**WRITTEN EXERCISE A:** Translate into Spanish the following sentence from the review of Paths of Glory: "His follow up, the film noir Killer’s Kiss, is a bit clunky, but shows promise in a couple of great set-pieces."
**WRITTEN EXERCISE B:** Determine how many lines of the entries contain the string "trunk", and state only that number.

**PROVIDED PASSAGE:**
** START **

Director: Stanley Kubrick
Screenplay: Stanley Kubrick, Calder Willingham, Jim Thompson
Based on a Novel by: Humphrey Cobb
Starring: Kirk Douglas, Ralph Meeker, Adolphe Menjou
Running Time: 88 min
BBFC Certificate: PG
Stanley Kubrick is considered one of the greatest directors of all time, but most discussions and plaudits these days tend to focus on his mid to late work. 2001: A Space Odyssey and The Shining for instance are regularly hailed as pinnacles of the sci-fi and horror genres respectively, as well as cropping up on general lists of the greatest films of all time, and rightly so, but I feel not enough attention is given to his 50’s output. His little-seen first feature, Fear and Desire (which I reviewed a few years ago) is no masterpiece and Kubrick was openly embarrassed about it once he grew more successful. His follow up, the film noir Killer’s Kiss, is a bit clunky, but shows promise in a couple of great set-pieces. However, after these shaky first steps, Kubrick knocked it out of the park with two incredibly sharp and assured films, The Killing and Paths of Glory. Neither made much of a commercial splash on release, but they gained enough critical acclaim for Kubrick to get attached to the big budget Spartacus, which was the beginning of the director’s rise to becoming a household name. These two late 50’s titles are well reviewed, but I don’t tend to see them crop up on as many ‘best of’ lists and neither have been packaged with the big Kubrick box sets that have been released (although this is a rights issue more than favouritism). Well, in early 2015, Arrow gave us a great Blu-Ray package containing The Killing alongside Killer’s Kiss and now Eureka have turned their attention towards Paths of Glory, delivering the wonderful Blu-Ray release it deserves.

** END **

**ENTRIES PROVIDED:**
** START **

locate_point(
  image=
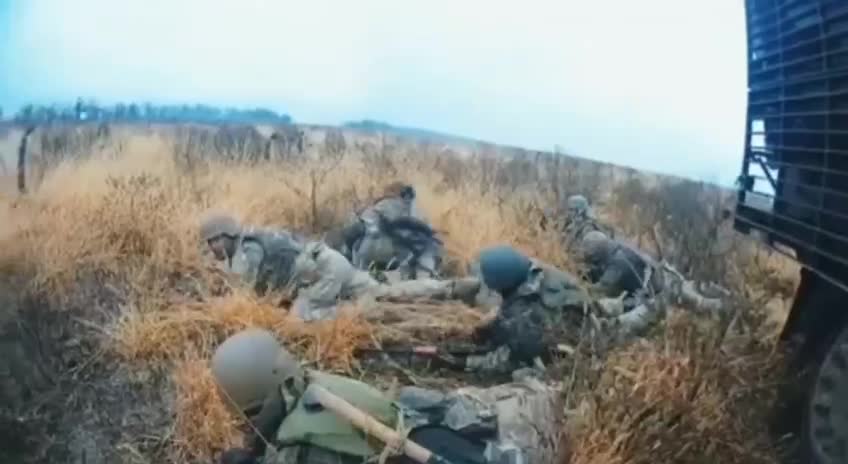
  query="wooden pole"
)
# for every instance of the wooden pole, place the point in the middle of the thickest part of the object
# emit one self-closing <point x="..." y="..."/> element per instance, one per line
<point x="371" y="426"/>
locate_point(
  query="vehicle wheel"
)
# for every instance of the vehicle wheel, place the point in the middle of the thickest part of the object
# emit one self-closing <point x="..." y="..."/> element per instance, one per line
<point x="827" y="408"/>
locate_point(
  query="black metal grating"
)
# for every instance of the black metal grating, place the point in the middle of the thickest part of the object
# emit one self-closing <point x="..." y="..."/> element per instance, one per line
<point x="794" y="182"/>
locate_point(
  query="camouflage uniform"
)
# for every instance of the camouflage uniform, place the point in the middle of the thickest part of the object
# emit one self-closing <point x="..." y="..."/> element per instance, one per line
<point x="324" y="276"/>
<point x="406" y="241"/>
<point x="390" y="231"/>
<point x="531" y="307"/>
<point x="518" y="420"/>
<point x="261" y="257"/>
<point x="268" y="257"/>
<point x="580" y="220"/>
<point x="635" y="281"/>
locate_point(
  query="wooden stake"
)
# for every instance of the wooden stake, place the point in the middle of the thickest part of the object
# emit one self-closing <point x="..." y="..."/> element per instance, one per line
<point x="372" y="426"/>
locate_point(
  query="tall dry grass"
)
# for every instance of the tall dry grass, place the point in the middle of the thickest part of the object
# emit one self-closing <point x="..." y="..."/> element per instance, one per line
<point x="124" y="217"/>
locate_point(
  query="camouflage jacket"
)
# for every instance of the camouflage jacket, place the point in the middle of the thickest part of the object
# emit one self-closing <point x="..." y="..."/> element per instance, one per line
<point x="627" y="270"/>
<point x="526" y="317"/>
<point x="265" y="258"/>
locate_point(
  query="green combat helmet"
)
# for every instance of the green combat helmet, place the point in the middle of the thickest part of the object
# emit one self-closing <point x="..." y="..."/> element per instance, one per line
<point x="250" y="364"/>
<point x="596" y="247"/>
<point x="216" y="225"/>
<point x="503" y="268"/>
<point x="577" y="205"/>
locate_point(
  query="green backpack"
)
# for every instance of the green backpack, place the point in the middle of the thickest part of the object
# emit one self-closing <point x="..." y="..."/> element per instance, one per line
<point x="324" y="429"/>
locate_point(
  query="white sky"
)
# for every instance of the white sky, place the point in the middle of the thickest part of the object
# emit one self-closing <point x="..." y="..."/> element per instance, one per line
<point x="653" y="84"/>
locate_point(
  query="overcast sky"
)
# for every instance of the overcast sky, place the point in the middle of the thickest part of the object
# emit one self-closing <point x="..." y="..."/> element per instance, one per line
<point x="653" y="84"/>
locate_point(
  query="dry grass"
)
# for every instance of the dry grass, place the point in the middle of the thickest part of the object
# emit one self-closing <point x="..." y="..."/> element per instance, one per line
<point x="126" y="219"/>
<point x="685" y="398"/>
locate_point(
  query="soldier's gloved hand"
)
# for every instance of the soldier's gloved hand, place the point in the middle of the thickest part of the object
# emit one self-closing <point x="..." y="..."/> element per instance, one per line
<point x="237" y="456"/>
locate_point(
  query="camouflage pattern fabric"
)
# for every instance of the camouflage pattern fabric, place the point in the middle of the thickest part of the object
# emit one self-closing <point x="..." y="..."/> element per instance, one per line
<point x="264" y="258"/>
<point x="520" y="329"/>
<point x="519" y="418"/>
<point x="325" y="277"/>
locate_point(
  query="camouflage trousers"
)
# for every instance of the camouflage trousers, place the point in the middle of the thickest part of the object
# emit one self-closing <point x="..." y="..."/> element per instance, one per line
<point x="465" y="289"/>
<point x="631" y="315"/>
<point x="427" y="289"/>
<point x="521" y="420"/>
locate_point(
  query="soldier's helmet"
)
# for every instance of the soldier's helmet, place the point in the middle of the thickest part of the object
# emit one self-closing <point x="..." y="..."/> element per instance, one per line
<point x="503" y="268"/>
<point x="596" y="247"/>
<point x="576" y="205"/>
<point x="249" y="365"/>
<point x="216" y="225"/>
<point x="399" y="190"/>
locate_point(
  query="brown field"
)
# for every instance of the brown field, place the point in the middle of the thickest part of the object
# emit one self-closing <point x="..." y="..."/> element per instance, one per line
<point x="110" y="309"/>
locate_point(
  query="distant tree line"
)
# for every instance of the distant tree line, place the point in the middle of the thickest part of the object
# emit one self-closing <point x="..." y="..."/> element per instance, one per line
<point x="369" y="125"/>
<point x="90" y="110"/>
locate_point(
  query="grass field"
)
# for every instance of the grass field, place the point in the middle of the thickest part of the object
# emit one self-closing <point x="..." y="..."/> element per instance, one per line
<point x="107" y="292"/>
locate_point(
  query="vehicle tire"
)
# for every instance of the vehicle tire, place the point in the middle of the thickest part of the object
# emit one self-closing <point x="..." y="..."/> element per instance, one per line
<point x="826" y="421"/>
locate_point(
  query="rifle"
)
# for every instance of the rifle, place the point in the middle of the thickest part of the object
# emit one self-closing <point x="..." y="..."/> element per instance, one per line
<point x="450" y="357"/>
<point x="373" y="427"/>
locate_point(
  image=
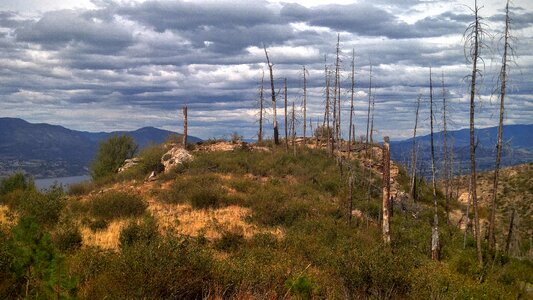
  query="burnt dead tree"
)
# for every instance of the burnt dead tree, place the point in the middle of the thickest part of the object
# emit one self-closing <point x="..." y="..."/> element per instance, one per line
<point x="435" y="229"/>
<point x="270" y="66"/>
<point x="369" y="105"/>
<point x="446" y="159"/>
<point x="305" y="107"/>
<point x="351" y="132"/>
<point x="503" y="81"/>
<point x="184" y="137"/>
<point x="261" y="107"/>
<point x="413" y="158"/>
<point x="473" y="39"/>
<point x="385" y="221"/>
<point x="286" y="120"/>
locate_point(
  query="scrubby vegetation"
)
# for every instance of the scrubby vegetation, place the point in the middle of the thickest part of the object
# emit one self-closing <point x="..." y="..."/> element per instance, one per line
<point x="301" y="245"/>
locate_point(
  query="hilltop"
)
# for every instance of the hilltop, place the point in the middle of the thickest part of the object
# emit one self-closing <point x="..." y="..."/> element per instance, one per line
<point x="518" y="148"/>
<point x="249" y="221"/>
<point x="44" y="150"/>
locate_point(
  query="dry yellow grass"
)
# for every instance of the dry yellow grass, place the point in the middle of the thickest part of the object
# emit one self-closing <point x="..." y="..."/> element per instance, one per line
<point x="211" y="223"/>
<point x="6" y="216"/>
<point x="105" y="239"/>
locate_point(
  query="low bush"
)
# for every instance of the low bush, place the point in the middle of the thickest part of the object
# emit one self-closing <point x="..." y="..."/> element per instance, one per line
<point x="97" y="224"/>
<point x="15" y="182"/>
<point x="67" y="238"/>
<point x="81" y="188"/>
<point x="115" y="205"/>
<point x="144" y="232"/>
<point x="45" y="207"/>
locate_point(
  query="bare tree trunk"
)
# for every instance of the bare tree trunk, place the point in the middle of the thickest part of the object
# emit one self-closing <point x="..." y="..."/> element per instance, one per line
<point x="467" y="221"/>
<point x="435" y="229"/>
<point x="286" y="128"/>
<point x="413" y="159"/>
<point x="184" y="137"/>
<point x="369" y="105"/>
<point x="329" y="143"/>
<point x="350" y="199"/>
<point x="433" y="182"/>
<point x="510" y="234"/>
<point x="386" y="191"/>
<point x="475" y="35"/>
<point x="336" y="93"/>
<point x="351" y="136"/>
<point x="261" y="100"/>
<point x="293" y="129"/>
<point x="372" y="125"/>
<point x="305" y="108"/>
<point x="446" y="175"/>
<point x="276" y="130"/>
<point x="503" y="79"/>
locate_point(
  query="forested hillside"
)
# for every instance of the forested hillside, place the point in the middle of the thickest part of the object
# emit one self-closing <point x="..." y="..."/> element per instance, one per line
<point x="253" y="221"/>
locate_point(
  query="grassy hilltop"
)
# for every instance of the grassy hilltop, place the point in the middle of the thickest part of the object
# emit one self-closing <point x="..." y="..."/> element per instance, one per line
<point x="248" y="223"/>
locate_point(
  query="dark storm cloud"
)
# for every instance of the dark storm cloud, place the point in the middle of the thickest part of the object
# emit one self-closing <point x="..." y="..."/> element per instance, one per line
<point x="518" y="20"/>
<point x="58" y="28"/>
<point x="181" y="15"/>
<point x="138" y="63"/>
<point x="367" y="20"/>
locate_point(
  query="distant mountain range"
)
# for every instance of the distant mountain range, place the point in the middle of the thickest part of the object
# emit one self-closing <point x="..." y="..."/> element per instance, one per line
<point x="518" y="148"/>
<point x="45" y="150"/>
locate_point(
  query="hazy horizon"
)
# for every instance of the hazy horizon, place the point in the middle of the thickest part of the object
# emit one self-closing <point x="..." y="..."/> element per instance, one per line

** END **

**FULL RESPONSE A:** Su siguiente trabajo, el film noir Killer’s Kiss, resulta algo torpe, pero se muestra prometedor en un par de grandes secuencias.

**FULL RESPONSE B:** 2